- AUSZUG
○ ○ ○ ○ ○

Das BMW ist nett aber ich wäre zu faul das immer wieder umzubauen


----------



## NU304C3 (11. Dezember 2014)

Unser Sohn fährt mit seinen 4,5 Jahren /110cm immer noch mit dem Alley Runner 14 Laufrad. Das wird auch bis zum Geburtstag im Sommer so bleiben, erst dann gibt es (vielleicht) ein Fahrrad.
Mit dem Laufrad kommt der Kurze hervorragend zurecht, kann sich auf seine Umgebung und den Verkehr konzentrieren.
Das Tempo kann prima von Bummeln bis Joggen variiert werden, so daß der Kleine immer prima mithalten kann und die Eltern einen Freiheitsgrad mehr haben....
Der Alley Runner ist leicht genug um vom Zwerg mal in in ein Geschäft getragen zu werden und ist vom Kind komplett alleine zu beherrschen.
Ganz wichtig natürlich: der Kurze ist Stolz wie Oskar auf seinen Alley Runner 

Mit der Verarbeitung und Geometrie des Alley Runner sind wir sehr zufrieden, hat gedichtete Lager, Carbonlenker und Sattelstütze, gut vernickelte Schrauben und einen bequemen Sattel.
Die oben verlinkte Road Runner Version ist wohl eher was für die Vitrine. Wie ein Knirps mit dem Dropbar fahren soll ist mir unklar....


----------



## Biebertaler (11. Dezember 2014)

Ich würde komplett auf Fahrrad umsteigen, aber bei Kindern ist das so ne Sache, bei einem klappt bei dem anderen nicht.
Bei unserem Junior ging es zum Glück recht schnell und unkompliziert, Laufrad ist er schon gefahren da konnte er kaum richtig geradeaus laufen.
Unser Sohn hat kurz nach seinem 3. Geburtstag ein 16" Cube Team 160 bekommen, damit ist er ca. 1 Jahr ohne Probleme rumgefahren. Vorher hatte er für wenige Ausfahrten ein 12" Puky, bis er das Cube im Schaufenster gesehen hat.


----------



## Y_G (11. Dezember 2014)

○ ○ ○ ○ ○

- ARBEITSANWEISUNG
Welches Fahrrad bekam der Sohn im Beitrag von Biebertaler laut dem Auszug über Kinderlaufräder kurz nach seinem 3. Geburtstag?

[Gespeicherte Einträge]
○ ○ ○ ○ ○

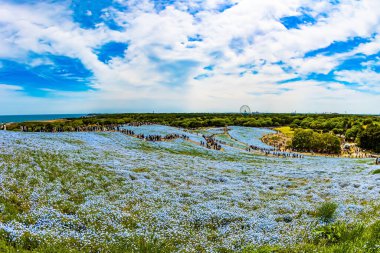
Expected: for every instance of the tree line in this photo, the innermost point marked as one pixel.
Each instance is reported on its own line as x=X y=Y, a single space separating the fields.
x=362 y=129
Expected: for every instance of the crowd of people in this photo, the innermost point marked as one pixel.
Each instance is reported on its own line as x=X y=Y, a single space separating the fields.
x=274 y=152
x=155 y=137
x=210 y=143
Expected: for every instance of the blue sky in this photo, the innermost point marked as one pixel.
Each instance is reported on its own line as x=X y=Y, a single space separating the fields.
x=59 y=56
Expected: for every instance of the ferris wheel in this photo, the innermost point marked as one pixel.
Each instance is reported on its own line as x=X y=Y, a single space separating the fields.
x=245 y=110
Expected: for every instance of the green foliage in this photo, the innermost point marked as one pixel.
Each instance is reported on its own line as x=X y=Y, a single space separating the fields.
x=308 y=140
x=326 y=211
x=369 y=138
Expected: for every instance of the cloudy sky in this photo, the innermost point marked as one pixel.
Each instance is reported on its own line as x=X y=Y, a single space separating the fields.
x=86 y=56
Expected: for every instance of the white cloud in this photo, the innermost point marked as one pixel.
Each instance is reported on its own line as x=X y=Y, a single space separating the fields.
x=264 y=41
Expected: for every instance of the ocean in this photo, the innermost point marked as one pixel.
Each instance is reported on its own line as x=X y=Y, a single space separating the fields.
x=23 y=118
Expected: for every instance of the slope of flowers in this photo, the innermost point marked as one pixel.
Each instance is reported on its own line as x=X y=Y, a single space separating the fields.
x=98 y=190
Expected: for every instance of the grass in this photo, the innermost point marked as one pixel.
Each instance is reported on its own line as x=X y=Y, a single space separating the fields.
x=163 y=201
x=326 y=211
x=332 y=238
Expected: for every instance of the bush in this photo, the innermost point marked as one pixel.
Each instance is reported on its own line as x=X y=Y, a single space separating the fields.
x=326 y=211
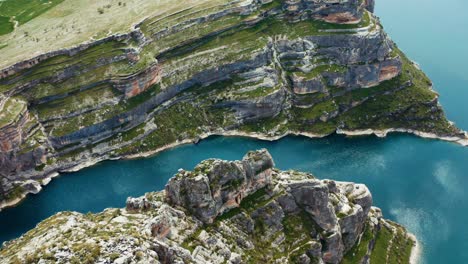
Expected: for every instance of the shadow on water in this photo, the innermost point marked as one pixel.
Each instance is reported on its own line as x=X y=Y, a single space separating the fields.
x=416 y=182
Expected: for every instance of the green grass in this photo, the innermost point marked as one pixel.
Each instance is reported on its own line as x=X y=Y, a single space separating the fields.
x=22 y=11
x=357 y=253
x=5 y=25
x=315 y=112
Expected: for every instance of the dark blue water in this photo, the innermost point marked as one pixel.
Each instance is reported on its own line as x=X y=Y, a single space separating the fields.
x=419 y=183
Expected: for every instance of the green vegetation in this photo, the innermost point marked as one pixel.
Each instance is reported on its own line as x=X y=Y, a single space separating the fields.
x=5 y=25
x=11 y=111
x=16 y=192
x=315 y=112
x=81 y=63
x=178 y=122
x=22 y=11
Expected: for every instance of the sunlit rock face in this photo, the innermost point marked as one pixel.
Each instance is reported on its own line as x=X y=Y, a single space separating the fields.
x=224 y=211
x=255 y=68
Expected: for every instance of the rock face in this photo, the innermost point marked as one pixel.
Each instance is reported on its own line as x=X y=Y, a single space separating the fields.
x=216 y=186
x=224 y=212
x=257 y=67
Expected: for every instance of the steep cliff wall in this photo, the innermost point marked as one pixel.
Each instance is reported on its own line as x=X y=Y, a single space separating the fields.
x=226 y=212
x=262 y=68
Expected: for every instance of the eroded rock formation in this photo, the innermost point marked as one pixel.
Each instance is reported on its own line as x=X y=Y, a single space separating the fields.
x=226 y=212
x=262 y=68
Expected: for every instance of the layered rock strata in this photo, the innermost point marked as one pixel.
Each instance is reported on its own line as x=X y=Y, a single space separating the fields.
x=226 y=212
x=256 y=68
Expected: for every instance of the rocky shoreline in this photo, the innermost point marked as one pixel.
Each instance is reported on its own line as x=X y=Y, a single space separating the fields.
x=233 y=133
x=226 y=211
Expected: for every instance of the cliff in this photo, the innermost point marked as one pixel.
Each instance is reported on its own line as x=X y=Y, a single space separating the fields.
x=221 y=67
x=225 y=212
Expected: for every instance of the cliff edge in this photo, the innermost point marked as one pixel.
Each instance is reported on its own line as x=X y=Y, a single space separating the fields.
x=260 y=68
x=225 y=212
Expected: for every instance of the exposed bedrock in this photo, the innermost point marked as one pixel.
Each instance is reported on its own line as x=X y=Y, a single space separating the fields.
x=264 y=68
x=243 y=211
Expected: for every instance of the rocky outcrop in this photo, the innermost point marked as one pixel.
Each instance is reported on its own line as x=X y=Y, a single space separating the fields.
x=223 y=211
x=266 y=68
x=216 y=186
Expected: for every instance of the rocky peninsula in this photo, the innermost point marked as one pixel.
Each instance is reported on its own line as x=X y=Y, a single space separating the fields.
x=261 y=68
x=226 y=212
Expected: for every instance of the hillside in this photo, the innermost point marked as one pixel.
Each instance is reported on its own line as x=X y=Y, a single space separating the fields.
x=226 y=212
x=185 y=71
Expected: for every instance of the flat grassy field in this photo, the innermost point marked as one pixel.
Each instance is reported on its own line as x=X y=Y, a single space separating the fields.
x=67 y=23
x=22 y=11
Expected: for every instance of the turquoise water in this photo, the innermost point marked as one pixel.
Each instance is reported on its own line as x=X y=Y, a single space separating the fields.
x=419 y=183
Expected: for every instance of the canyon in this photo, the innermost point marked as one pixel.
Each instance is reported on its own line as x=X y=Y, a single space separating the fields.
x=226 y=212
x=264 y=69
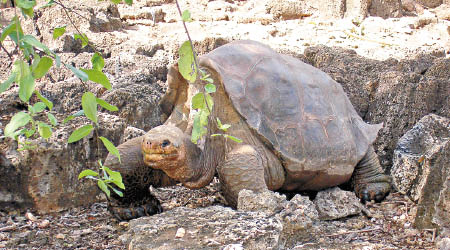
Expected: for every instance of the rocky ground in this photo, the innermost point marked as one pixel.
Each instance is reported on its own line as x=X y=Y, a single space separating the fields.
x=388 y=226
x=384 y=74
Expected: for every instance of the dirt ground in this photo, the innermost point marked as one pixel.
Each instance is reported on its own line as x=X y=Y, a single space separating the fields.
x=388 y=227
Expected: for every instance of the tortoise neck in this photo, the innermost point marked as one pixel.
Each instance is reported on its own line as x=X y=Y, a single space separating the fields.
x=200 y=166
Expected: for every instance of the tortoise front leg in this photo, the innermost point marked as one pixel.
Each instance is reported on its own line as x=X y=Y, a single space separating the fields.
x=137 y=201
x=369 y=180
x=242 y=169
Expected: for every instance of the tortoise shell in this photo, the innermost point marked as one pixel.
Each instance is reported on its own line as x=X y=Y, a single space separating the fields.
x=296 y=109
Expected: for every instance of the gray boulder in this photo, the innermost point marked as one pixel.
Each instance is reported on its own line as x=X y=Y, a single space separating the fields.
x=335 y=203
x=422 y=170
x=395 y=93
x=212 y=227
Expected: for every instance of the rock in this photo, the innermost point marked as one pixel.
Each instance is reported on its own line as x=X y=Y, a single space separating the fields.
x=206 y=228
x=422 y=170
x=290 y=9
x=443 y=12
x=425 y=19
x=299 y=214
x=430 y=3
x=395 y=93
x=46 y=177
x=269 y=202
x=357 y=8
x=335 y=203
x=130 y=133
x=443 y=244
x=103 y=23
x=386 y=8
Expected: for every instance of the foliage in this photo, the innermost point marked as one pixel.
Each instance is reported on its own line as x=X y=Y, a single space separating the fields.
x=34 y=61
x=203 y=101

○ ○ ○ ○ ○

- ERGEBNIS DER AUFGABE
Ein 16" Cube Team 160.